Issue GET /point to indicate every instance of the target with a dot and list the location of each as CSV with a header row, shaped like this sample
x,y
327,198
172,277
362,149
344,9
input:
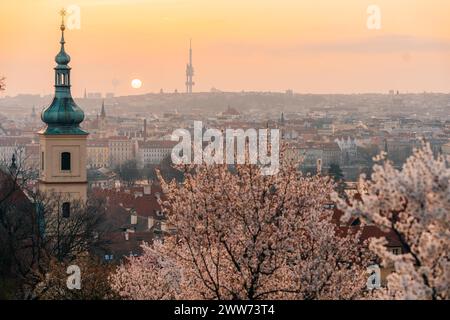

◇ ◇ ◇ ◇ ◇

*Given problem*. Reproduce the entries above with "marker" in place of "dot" and every other word left unchanged. Leave the pictures out.

*Result of this exercise*.
Issue GET /point to indicate every instance of the target with a marker and list the location of each as CSV with a header row, shaped like this sample
x,y
327,198
172,277
362,149
344,9
input:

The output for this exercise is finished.